*Your instructions:* Filter the entries for the string "woman". Copy each line that has it.

*Source records:*
────────────────

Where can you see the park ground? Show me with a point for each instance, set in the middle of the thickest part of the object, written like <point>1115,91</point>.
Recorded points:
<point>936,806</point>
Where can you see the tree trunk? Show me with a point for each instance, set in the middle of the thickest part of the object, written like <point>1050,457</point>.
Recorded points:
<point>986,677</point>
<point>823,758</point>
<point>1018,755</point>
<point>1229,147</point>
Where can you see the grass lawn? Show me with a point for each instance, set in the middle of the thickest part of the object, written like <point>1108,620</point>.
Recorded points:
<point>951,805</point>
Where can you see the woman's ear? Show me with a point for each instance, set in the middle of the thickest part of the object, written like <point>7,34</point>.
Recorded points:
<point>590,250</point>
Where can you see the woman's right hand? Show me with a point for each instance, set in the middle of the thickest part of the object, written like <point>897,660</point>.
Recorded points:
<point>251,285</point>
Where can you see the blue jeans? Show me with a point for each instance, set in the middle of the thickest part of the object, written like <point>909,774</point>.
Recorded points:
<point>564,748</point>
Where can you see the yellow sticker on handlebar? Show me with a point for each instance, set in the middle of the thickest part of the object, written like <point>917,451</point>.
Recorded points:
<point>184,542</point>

────────────────

*Written response:*
Where can you see the woman's ear? Show me with a point for each instance, set in the middle of the thickest part of the object, written like <point>7,34</point>.
Where can you see the woman's right hand? Show me with a point for each instance, set in the middle of the thickest part of the object, written like <point>897,660</point>.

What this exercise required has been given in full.